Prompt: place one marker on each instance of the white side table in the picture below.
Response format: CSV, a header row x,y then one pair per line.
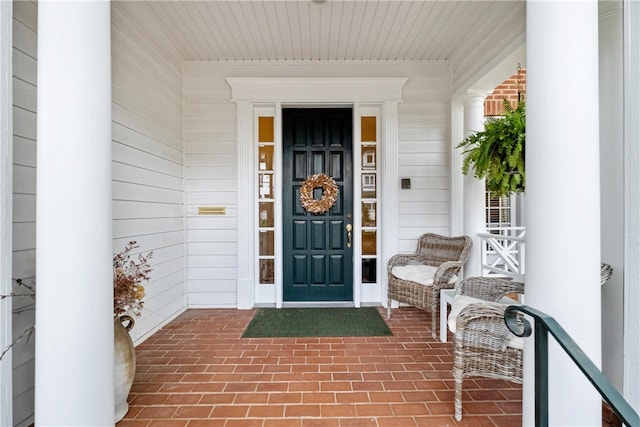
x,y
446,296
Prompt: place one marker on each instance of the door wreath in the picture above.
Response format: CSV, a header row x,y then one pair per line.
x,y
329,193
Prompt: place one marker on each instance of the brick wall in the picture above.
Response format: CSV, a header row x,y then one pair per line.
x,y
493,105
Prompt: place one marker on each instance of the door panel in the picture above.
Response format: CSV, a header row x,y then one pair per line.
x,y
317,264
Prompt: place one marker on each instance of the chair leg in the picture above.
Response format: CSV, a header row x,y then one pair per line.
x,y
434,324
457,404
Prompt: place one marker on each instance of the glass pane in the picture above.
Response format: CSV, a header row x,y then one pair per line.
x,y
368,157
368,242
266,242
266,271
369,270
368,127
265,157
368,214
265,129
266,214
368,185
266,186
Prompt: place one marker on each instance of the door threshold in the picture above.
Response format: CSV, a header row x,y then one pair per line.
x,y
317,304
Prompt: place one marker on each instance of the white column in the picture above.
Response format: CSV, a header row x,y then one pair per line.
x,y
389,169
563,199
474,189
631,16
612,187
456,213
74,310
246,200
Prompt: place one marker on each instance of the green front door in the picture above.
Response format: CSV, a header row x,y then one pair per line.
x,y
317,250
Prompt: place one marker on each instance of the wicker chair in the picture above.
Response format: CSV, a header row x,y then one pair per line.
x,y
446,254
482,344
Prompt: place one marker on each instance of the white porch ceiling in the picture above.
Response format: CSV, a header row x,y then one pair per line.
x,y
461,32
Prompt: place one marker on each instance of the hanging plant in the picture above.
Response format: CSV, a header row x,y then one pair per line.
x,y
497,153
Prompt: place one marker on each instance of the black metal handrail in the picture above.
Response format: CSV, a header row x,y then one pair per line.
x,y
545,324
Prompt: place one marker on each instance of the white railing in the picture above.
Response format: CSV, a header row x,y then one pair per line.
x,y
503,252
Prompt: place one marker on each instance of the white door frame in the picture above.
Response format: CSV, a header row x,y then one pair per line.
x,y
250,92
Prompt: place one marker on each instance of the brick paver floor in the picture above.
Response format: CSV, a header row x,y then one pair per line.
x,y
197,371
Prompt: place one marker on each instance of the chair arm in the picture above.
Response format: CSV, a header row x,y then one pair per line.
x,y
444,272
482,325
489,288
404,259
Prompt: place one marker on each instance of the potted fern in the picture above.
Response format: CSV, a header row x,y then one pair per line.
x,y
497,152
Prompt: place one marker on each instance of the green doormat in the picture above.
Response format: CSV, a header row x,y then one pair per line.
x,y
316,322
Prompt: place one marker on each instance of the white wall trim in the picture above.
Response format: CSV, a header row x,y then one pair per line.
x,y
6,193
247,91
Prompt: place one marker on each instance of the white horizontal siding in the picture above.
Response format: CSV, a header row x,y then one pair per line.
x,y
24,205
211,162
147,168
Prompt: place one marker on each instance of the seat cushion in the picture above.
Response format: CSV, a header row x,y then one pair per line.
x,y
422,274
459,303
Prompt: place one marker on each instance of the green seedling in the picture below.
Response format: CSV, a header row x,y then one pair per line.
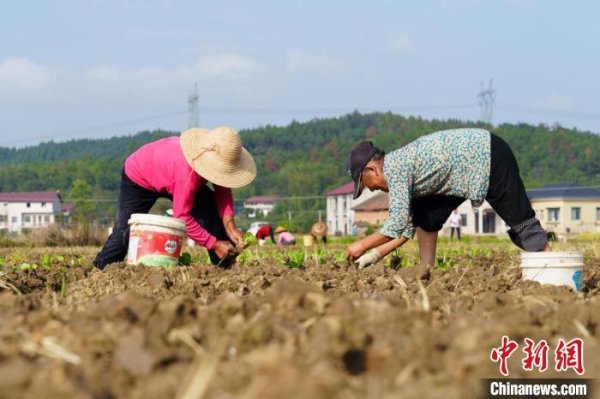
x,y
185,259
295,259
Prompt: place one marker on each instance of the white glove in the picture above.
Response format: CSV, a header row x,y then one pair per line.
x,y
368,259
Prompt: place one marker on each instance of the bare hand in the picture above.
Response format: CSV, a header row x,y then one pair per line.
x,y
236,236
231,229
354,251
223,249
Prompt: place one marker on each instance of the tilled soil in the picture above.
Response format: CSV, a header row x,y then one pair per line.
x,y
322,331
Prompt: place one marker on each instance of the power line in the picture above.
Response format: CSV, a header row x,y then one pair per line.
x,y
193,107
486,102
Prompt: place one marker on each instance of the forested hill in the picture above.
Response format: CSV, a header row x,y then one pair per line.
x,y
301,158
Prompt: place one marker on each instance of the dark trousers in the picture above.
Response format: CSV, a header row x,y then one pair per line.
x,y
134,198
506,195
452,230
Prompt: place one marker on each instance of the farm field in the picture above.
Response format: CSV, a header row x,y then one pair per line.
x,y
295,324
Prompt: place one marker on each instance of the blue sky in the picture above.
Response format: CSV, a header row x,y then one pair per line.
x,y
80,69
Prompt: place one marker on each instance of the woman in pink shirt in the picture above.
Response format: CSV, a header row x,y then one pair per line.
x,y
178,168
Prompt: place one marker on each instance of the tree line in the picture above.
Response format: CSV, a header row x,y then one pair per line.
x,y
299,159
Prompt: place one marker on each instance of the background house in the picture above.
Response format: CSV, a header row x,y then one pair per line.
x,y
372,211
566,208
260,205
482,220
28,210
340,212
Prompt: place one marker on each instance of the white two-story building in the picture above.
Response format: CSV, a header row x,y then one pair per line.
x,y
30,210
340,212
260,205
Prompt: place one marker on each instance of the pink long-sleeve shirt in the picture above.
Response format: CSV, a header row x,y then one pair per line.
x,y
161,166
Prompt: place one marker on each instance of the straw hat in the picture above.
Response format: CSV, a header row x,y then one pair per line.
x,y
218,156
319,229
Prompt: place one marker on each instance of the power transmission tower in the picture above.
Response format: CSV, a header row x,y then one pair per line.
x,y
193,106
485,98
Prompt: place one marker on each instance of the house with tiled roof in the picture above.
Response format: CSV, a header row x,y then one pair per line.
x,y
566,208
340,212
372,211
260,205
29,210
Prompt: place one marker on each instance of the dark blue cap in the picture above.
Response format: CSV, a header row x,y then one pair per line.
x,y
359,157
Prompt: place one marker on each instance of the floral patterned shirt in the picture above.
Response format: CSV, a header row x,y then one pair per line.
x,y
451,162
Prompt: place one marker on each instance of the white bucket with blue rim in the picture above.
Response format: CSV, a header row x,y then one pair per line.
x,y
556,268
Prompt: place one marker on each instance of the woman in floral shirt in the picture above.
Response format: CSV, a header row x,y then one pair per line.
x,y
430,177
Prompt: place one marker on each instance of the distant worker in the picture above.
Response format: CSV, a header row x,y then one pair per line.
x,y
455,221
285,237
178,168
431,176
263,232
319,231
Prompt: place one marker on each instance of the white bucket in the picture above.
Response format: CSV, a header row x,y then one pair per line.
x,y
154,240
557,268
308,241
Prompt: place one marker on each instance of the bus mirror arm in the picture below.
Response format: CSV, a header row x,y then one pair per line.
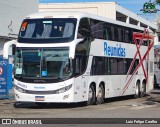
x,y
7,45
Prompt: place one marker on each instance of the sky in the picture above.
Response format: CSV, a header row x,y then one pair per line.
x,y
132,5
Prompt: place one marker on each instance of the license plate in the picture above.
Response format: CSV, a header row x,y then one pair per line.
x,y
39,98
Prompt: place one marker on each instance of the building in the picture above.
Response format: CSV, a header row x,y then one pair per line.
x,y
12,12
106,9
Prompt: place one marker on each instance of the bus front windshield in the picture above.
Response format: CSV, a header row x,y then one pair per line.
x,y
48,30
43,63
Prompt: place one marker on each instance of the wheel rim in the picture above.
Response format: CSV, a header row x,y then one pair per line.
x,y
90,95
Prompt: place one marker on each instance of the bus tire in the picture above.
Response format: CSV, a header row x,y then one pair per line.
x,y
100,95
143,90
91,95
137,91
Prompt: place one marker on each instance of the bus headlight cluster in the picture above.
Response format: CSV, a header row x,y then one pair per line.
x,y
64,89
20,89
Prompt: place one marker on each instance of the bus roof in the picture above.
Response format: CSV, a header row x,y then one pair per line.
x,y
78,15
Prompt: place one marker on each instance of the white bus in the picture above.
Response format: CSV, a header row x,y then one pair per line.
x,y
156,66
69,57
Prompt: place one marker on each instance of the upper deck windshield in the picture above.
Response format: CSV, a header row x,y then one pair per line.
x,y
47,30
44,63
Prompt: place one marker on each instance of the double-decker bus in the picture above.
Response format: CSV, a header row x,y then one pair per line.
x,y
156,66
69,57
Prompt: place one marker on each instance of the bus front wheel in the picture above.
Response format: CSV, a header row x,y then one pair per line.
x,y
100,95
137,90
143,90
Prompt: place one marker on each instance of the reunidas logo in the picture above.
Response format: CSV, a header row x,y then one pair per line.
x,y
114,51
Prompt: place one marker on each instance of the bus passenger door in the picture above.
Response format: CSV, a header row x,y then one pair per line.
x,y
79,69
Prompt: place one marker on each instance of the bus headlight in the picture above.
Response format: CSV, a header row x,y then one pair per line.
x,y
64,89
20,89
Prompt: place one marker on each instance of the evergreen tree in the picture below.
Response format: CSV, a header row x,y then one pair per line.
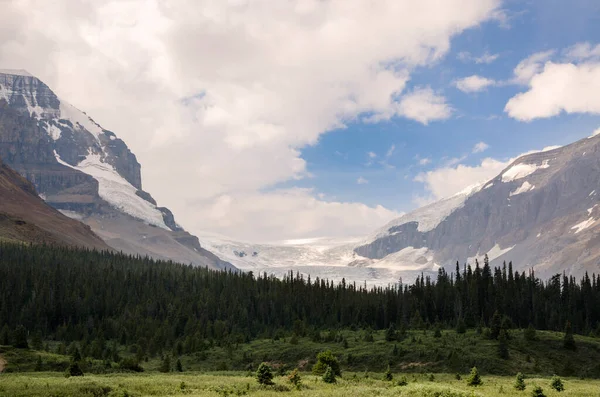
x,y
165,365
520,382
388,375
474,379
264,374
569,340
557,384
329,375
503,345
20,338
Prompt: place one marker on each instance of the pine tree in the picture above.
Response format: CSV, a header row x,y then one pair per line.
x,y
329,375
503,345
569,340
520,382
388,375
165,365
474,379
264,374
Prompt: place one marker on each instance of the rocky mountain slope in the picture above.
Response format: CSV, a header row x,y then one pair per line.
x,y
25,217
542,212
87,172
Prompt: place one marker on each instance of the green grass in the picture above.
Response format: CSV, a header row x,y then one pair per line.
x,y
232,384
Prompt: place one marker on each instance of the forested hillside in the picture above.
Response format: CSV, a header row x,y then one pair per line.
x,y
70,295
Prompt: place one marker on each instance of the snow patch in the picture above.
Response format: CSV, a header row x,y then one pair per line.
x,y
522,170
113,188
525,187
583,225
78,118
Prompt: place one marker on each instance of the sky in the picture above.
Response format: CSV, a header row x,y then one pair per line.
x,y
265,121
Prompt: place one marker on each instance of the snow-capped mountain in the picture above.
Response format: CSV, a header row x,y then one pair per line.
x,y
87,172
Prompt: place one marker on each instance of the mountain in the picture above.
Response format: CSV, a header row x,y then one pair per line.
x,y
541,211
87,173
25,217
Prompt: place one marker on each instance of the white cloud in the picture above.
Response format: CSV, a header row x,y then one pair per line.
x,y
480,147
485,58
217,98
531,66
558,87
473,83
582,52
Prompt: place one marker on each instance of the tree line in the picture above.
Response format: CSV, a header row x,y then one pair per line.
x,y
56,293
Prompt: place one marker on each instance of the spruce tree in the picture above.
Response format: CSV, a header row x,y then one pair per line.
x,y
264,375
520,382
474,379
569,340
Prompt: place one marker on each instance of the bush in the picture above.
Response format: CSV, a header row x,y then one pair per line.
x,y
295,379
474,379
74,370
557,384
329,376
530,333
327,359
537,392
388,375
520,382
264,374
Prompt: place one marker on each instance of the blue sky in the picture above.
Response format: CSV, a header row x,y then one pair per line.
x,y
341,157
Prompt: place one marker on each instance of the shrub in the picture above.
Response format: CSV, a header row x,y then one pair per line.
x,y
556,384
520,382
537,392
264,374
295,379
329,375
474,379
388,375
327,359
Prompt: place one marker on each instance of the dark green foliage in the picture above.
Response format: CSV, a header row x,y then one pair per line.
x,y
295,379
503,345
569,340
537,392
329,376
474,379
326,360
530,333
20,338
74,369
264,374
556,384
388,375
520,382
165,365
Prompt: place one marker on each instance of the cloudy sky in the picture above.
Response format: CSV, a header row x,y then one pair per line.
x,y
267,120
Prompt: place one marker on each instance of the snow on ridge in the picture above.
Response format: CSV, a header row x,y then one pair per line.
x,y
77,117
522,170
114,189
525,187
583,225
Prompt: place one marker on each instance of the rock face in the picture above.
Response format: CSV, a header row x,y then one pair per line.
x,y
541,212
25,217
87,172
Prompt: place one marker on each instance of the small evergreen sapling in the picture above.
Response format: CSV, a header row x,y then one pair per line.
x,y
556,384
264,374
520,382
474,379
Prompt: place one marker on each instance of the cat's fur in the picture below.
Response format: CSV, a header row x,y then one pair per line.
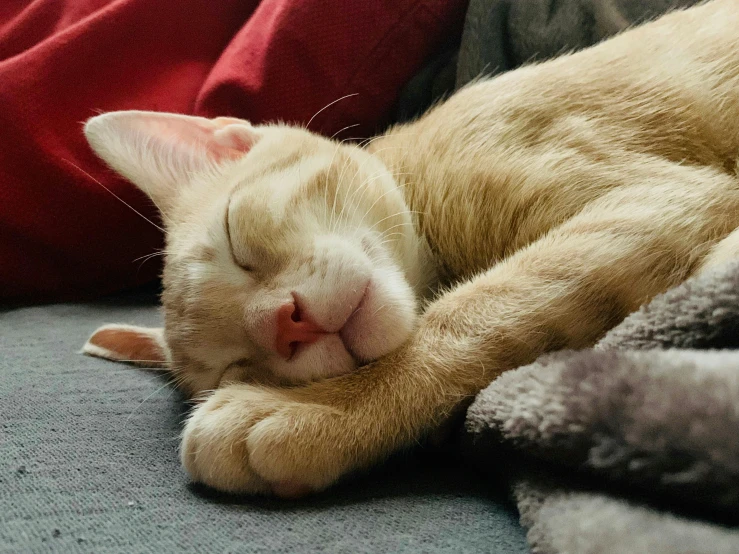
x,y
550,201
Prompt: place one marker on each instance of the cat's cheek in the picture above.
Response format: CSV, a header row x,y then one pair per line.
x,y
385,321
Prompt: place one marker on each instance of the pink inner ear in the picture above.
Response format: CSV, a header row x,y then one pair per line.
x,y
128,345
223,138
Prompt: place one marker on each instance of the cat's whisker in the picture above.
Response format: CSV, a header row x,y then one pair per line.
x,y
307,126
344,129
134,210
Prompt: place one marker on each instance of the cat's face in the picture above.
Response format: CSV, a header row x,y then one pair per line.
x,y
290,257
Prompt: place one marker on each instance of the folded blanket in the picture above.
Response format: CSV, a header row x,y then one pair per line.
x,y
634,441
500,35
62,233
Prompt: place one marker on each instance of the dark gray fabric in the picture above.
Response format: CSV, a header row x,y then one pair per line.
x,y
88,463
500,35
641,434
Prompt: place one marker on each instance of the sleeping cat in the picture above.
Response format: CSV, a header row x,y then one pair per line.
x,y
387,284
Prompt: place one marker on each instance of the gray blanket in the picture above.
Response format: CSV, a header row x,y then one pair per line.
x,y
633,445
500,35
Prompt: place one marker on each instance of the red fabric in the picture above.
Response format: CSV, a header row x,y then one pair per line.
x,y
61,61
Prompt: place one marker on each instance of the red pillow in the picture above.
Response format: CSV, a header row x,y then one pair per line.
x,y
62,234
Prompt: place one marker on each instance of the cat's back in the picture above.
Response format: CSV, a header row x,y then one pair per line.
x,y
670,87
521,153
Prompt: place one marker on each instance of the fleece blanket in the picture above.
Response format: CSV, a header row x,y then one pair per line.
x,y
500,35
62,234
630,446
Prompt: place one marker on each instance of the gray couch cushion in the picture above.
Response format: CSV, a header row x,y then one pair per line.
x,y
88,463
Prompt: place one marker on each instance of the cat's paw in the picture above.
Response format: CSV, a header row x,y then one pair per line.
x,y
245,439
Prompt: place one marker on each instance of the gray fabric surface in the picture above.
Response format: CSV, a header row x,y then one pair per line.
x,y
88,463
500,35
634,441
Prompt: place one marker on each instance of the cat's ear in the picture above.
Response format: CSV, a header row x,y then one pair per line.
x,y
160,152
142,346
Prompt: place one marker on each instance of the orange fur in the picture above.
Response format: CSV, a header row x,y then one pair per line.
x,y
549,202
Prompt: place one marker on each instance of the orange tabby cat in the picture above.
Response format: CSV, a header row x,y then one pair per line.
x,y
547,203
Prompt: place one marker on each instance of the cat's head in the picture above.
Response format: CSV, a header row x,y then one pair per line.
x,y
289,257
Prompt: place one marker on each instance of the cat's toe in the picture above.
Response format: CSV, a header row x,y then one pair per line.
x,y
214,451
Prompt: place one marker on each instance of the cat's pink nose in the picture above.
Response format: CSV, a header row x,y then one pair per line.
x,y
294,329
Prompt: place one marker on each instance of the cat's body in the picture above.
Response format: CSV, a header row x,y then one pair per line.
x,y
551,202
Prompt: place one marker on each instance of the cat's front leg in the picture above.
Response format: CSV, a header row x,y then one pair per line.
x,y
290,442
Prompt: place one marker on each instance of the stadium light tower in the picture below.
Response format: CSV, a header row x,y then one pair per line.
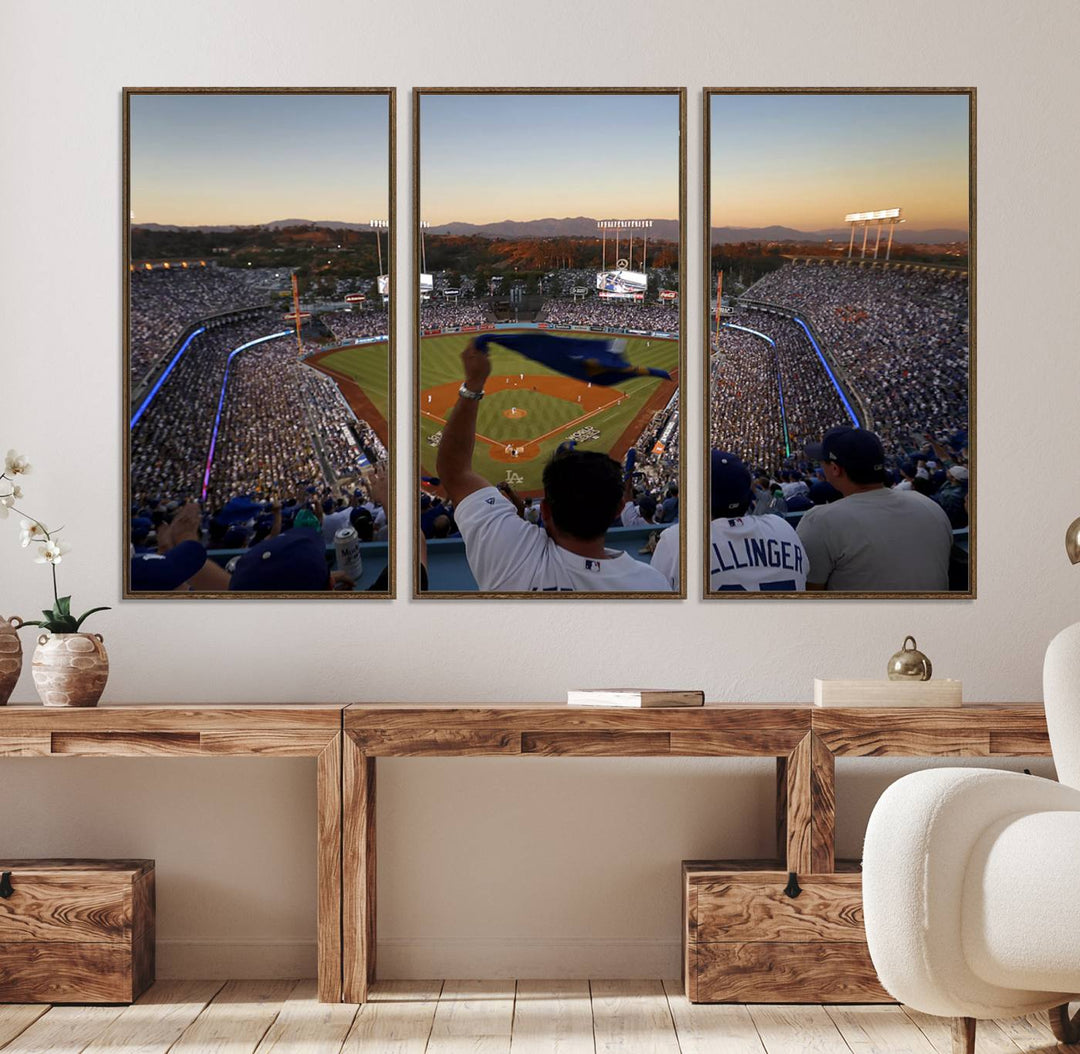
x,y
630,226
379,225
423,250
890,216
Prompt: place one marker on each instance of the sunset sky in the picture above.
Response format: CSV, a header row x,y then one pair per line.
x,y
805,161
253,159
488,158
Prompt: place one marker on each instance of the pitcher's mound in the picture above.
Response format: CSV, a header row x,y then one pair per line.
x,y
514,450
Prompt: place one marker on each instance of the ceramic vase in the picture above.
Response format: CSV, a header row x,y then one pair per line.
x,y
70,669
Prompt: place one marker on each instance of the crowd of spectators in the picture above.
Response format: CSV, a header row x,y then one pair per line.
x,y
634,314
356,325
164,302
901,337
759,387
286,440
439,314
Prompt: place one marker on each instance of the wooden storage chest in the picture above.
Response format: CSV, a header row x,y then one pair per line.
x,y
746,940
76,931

☆ ☆ ☆

-- TASK BRIEF --
Retype word for word the span of lines above that begins with the line containing "Prompt: place one marker on each instance of the cat's toe" and ends with the last line of the records; skip all pictures.

-- COMPLETE RESPONSE --
Prompt: place one marker on each instance of the cat's toe in the picture above.
Response format: CSV, a header row x,y then one pair per line.
x,y
214,451
Prompt: place one marker on each instance of the cat's pink nose in the picture above.
Response format: CSV, a header row x,y then one pair per line.
x,y
294,329
Prompt: place one marker on each instance of the cat's body in the picture above.
Response format: CSV, a header row x,y then one pair per line.
x,y
551,202
Prompt: place one marker on each instance of the cat's front leg in the picture above.
Response format: CSV, a header row x,y then one pair per line.
x,y
290,442
Prompt: place one marker on each instance of the stadium light tower in the picture below.
Response format: CSV, a header row x,y then one pair per line.
x,y
630,226
379,225
423,250
890,216
Prompt: place one marker on each instance of the sunset sky in the picture above.
Response format: CSV, a header row x,y then one pair per line.
x,y
805,161
253,159
488,158
Prompt: place one marker on each instance of the pitcher's mound in the picture above.
Response format: CSV, a header row x,y then one pair per line.
x,y
514,450
Prompt: place one marker on each instance of the ceramic vase in the picture above.
Response format: CSV, a header row x,y then one pair per line.
x,y
70,669
Prompt: place one marker on each instance of the crowd of spectators in the picture above.
Response format: CSV, a header row x,y then one pair per line.
x,y
634,314
356,325
164,302
901,337
759,387
286,440
439,314
Prompt: place one marker on each instance of the wooden storage chest in the picture above.
Response format: CSV, a header row x,y then one pair per line.
x,y
746,940
76,931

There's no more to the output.